Set of tasks ::
1. Summarize the worked answer on the four linear equations in two sentences.
2. Using the worked answer on the four linear equations, explain why equations C and D have infinitely many solutions.

Document section ::
◆ ◆ ◆ ◆

William W. answered • 01/07/20
Top Prealgebra Tutor
Let's call the 4 equations A, B, C, and D just so we can be clear.
Equation A:
x = -3y + 28 [add 3y to both sides to get:
3y + x = 28 [subtract x from both sides to get:
3y = -x + 28 [divide both sides by 3 to get:
y = -1/3x + 28/3 so the slope is -1/3 and the y-intercept is 28/3
Equation B:
x + 4y = 36 [subtract x from both sides to get:
4y = -x + 36 [divide both sides by 4 to get:
y = -1/4x + 9 so the slope is -1/4 and the y-intercept is 9
Comparing Equations A and B, we have different slopes which means there will be one solution or intersection point.
Equation C:
2x + 3y = 11 [subtract 2x from both sides to get:
3y = -2x + 11 [divide both sides by 3 to get:
y = -2/3x + 11/3 so the slope is -2/3 and the y-intercept is 11/3
Equation D:
-4x - 6y = -22 [add 4x to both sides to get:
-6y = 4x - 22 [divide both sides by -6 to get:
y = -4/6x + 22/6 [reduce the fractions to get:
y = -2/3x + 11/3 so the slope is -2/3 and the y-intercept is 11/3
Comparing Equations C and D, we have the same slope (-2/3) and the same y-intercept (11/3) so these two lines lie right on top of each other meaning there are infinitely many solutions.
Sanai E.
Thank you very much!! :)01/07/20

◆ ◆ ◆ ◆

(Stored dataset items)
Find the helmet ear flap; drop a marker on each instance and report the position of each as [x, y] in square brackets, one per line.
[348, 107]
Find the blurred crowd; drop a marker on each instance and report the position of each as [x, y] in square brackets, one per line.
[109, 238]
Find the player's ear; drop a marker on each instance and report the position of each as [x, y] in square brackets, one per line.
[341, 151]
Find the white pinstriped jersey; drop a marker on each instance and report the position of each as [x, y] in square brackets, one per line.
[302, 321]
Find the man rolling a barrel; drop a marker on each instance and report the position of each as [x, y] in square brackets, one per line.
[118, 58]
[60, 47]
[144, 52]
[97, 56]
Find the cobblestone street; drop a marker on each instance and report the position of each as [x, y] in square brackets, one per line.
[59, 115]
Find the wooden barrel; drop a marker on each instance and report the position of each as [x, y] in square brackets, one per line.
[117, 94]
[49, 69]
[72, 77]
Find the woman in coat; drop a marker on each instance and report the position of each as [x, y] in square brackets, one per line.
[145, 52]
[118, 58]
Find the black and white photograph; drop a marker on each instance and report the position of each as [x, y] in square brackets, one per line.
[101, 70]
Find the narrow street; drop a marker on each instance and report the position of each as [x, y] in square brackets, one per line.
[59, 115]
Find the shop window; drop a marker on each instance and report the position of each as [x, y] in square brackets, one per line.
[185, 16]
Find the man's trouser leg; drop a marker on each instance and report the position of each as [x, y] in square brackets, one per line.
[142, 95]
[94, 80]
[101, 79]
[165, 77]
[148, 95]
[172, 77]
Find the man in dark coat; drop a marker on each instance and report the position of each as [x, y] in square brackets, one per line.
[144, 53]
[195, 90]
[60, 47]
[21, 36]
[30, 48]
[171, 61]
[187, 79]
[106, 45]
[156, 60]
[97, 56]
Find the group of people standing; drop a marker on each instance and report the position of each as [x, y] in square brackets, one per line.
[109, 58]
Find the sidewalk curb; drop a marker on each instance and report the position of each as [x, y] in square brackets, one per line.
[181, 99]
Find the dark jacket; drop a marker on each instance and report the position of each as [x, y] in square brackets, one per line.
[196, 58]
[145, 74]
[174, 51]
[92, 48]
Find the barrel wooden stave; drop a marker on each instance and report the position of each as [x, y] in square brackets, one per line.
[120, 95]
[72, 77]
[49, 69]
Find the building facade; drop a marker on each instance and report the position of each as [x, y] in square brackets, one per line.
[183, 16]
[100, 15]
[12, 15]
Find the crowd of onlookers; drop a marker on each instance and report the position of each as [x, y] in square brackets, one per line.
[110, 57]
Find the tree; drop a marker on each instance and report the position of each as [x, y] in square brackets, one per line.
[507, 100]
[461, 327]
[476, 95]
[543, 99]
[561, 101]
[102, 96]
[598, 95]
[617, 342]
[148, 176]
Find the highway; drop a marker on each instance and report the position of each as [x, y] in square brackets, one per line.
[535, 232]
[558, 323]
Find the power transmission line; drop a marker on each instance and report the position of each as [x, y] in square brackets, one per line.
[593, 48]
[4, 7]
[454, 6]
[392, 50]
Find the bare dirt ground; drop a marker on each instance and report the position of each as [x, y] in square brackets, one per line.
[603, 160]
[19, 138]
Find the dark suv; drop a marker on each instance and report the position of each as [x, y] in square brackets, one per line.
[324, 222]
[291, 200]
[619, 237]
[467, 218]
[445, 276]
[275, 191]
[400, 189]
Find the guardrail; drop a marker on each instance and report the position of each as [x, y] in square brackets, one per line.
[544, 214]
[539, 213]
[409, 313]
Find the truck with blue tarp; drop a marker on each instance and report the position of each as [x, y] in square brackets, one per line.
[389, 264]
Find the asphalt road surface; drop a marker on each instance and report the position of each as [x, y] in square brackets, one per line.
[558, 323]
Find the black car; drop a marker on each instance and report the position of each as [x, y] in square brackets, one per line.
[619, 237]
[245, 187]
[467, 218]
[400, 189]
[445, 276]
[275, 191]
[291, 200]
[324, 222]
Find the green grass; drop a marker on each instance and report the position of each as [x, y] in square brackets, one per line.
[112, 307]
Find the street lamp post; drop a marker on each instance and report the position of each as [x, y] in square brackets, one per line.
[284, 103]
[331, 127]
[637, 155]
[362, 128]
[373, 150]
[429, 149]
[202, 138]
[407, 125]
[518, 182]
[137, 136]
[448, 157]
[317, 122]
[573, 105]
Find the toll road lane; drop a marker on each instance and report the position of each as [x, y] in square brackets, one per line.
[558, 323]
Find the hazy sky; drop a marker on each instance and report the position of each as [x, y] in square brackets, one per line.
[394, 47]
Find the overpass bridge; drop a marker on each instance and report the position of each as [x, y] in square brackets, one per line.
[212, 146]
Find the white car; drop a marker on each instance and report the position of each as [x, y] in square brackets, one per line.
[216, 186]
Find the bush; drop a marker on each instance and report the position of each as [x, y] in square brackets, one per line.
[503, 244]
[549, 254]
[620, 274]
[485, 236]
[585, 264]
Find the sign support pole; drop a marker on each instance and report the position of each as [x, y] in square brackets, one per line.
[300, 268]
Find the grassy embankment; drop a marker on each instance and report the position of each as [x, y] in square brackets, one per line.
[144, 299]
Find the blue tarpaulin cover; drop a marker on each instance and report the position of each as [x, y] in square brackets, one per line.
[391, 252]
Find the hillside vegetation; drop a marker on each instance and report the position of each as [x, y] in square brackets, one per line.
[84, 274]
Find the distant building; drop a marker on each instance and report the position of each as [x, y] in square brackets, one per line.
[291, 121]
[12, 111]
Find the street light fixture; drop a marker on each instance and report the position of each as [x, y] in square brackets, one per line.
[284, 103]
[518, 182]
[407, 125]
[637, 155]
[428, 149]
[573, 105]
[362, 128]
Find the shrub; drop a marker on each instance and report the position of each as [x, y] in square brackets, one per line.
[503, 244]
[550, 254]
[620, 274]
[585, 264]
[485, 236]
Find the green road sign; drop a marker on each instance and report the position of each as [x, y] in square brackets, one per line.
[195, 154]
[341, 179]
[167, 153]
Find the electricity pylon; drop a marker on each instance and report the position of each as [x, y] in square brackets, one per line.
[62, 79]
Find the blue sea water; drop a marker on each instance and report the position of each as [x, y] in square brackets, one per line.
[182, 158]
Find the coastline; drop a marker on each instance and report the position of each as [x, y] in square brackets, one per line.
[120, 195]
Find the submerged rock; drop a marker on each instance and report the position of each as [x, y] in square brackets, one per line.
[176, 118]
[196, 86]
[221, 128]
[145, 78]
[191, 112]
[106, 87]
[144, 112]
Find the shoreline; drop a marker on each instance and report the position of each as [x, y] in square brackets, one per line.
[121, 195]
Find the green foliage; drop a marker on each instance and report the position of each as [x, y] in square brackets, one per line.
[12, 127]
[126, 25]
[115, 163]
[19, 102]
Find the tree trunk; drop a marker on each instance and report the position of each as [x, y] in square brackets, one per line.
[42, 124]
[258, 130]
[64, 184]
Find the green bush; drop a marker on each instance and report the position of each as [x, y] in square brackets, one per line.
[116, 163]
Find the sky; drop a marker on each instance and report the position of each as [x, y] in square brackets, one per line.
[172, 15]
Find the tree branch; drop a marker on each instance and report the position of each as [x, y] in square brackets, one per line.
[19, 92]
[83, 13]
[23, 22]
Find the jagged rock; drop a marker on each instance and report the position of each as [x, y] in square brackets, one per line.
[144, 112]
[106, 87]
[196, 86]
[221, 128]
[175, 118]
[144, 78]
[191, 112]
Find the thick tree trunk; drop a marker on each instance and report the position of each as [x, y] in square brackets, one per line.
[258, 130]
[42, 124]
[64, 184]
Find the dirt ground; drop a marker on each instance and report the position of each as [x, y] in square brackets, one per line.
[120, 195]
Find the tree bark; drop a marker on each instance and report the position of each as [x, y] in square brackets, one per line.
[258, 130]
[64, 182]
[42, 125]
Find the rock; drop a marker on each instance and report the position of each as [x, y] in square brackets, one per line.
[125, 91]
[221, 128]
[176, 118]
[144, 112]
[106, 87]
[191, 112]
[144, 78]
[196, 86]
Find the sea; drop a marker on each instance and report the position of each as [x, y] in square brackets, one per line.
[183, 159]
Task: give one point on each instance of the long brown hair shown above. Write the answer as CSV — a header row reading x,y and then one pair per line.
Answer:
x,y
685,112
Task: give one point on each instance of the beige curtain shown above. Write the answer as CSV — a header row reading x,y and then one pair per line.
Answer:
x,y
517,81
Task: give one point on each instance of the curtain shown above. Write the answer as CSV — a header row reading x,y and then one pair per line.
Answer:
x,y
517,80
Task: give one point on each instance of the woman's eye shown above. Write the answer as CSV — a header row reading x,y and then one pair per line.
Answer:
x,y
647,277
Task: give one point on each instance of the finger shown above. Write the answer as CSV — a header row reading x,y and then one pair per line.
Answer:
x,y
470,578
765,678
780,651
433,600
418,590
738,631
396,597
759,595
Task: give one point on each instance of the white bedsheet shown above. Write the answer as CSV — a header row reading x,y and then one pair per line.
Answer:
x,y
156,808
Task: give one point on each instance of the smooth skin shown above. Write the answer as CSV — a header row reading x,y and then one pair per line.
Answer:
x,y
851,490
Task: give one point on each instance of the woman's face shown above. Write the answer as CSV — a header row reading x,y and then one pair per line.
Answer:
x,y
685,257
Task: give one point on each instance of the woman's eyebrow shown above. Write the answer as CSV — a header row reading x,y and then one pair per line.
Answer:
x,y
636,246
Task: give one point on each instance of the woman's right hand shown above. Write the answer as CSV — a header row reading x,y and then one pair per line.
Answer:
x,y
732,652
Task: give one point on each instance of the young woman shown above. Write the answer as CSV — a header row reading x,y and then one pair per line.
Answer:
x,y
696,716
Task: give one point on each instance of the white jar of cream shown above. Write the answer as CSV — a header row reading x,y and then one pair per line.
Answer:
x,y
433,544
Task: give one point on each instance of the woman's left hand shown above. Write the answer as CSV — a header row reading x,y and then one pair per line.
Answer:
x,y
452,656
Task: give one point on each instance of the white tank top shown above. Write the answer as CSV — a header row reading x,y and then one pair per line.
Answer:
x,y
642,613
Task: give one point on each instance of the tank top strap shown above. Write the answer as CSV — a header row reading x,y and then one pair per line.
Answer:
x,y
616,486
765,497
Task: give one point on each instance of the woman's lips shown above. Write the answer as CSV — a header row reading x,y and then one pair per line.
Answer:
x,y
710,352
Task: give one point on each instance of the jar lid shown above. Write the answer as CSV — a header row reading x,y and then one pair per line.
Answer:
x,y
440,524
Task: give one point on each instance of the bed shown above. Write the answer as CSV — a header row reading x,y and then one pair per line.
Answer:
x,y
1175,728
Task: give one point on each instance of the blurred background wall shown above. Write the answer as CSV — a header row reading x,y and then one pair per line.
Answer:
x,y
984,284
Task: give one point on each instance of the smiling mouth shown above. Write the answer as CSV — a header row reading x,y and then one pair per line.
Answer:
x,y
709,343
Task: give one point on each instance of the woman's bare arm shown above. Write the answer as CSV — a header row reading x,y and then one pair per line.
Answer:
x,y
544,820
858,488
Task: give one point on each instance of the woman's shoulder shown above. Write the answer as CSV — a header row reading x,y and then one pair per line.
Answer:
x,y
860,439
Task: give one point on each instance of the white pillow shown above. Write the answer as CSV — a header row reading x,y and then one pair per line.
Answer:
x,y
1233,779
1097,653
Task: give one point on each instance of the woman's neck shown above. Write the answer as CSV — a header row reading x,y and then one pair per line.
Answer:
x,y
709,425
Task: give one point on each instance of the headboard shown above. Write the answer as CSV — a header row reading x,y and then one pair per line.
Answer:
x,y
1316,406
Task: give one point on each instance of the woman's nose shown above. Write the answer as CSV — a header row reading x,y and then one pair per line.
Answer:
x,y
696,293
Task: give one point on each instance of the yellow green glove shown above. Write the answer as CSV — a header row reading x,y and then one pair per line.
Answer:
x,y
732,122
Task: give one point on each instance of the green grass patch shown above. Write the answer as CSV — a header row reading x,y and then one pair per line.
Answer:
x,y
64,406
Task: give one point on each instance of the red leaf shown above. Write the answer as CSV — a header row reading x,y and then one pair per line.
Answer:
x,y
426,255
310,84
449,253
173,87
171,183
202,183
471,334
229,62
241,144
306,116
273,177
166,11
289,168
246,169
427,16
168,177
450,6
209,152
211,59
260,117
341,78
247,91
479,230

◆ ◆ ◆ ◆

Per-task answers ::
1. The answer rewrites equations A and B in slope-intercept form, finding slopes of -1/3 and -1/4, and concludes that because the slopes differ, the lines have one intersection point. It then rewrites equations C and D, finds that both have a slope of -2/3 and a y-intercept of 11/3, and concludes that the lines lie on top of each other, giving infinitely many solutions.

2. After rearranging, both equations become y = -2/3x + 11/3, so they share the same slope and the same y-intercept. This means the two lines lie right on top of each other, so there are infinitely many solutions.